A children’s lamp for a pediatric setting, designed to provide warmth through sensory experiences. Users interactively manipulate light by placing wood blocks onto seventeen light rods, which function as individual manual dimmers. This lamp challenges traditional automation, encouraging intentional connection through tactile play. Beyond its illumination, the blocks serve as a standalone toy, fostering a creative and stress-relieving choreography between the child and their environment.

BLOCKY

3 rokh (3 faces), 2025

Saba Moayed, (She, her)

Plywood and fish glue

This project examines Montreal’s snowfall by creating an Arbour structure that captures snow and echoes Mount Royal’s three summits (the Colline de la Croix, Westmount Summit, and Tiohtià:ke Otsi- ra’kéhne). Inspired by Olmsted’s vision for accessible parks and using reclaimed Ash wood from trees lost to the emerald ash borer, the Arbour offers privacy and a deeper connection to nature. A thoughtful architectural response to Montreal’s environmental, historical, and cultural context.

3 rokh (3 faces)

Dégenrer notre langue, 2025

Angélie Côté, (She, her)

Paper and cotton thread

This hand-sewn book questions and explores the future of the French language and its adaptability to include gender fluidity. So that not only women, but everyone can feel represented. I am always interested in how language shapes our worldview, and it felt especially personal and genuine to explore that with my mother tongue.

Dégenrer notre langue

v-ramke, 2025

Masha Karaganova , (She, her)

Waxed steel and washi paper

This sculptural lamp was built for a brutalist interior. The choice of exposed hardware and strong geometric forms reflect these industrial qualities. To contrast this rigidity, the steel frame introduces organic curves inspired by Art Nouveau to soften the presence. The rectangular shape allows it to sit flush against walls for spatial efficiency, or to divide larger spaces. The steel is finished with a natural beeswax and linseed oil treatment to prevent rust.

v-ramke

Brisa, 2025

Lucas Olivares Navarrete, (He, him)

Steel and brass

Brisa is a handmade, fillet-brazed chromoly steel bicycle frameset. Endurance all-road experimental geometry, custom-fitted for the rider. The slim tube profiles and lack of bridges allow the metal to flex and spring for a comfortable ride. The surface was naturally treated with a tree-nut extract, in a process still under development. The choices of materials, joinery, and finish converge in an object that will both last for many decades and lower the barrier for repairs, modifications, or recycling.

Brisa

будьмо / "Budmo", 2025

Alexander Keretschko, (He, him)

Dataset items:
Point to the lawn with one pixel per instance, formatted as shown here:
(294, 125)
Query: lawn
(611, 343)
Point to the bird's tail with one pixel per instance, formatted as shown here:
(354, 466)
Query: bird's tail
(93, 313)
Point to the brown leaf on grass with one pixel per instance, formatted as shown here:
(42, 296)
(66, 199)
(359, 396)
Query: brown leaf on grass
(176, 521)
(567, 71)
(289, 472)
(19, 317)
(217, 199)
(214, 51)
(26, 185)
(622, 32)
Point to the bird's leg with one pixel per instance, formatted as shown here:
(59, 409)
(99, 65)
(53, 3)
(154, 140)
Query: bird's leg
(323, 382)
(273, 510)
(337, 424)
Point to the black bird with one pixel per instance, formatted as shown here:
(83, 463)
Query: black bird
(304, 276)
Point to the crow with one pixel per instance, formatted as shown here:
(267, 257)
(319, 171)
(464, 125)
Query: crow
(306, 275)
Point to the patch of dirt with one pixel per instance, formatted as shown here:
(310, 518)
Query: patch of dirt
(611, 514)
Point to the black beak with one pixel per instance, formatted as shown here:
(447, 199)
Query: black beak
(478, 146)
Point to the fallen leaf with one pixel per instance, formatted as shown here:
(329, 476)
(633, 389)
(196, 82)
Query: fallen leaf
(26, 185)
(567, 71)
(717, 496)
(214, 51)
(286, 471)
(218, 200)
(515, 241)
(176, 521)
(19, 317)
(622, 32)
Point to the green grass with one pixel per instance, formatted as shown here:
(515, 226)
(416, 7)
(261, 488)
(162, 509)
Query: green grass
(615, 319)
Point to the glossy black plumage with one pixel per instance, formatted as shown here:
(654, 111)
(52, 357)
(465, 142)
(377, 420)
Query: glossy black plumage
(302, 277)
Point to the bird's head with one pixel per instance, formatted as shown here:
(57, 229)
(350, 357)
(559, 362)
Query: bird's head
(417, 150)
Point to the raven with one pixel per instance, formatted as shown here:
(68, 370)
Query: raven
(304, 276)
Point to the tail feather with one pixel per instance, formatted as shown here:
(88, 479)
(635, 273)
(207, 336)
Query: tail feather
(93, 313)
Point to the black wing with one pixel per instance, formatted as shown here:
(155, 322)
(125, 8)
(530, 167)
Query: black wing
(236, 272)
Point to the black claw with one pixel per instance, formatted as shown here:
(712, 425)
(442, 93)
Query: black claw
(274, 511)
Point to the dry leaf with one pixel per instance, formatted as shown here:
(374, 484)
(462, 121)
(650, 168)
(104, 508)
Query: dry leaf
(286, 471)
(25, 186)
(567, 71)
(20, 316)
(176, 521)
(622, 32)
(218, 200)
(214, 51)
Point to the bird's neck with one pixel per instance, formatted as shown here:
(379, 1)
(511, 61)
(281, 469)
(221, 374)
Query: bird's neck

Requirement 1 -
Summarize the design project descriptions in two sentences.
Requirement 2 -
Carry on the design project descriptions from the last line shown.

Exercise answer 1 -
The design project descriptions present a children's lamp whose seventeen light rods are dimmed by placing wood blocks on them, a plywood Arbour that captures Montreal's snow and echoes Mount Royal's three summits, a hand-sewn book on making French include gender fluidity, a waxed-steel and washi-paper lamp built for a brutalist interior, and Brisa, a handmade chromoly steel bicycle frameset. Most entries name the designer, their pronouns, and the materials, and explain what the project aims to do.

Exercise answer 2 -
Pixel Art and embroidery on textile

Budmo is an embroidered mat characterized by its layered personal and cultural history. Using my grandmother’s woven mat as the medium, I added horse motifs, custom type, and geometric designs inspired by traditional Ukrainian embroidery. These symbols hint at themes of resilience and cultural identity, echoing imagery tied to protection, remembrance, and prosperity. Developed through research and hand embroidery, Budmo becomes a modern talisman that honours its origins, bridging generations through shared material memory.

будьмо / "Budmo"

SUDARE Lamp, 2026

Kota Fukuda, (He, him, she, her)

Japanese washi paper, 18 guage steel and PLA

SUDARE is a folding lamp that explores how light can be filtered rather than contained. Inspired by Japanese sudare screens, the piece uses a trifold steel structure and pleated diffuser to cast shifting bands of light and shadow. As the panels open and close, the lamp subtly reshapes its surroundings, acting as both object and partition. It is an interest in how light, material and structure can define an atmosphere.

SUDARE Lamp

CUJAH vol.xxii, 2026

Matthieu Chatelain (He/him), William McMurray (He/him)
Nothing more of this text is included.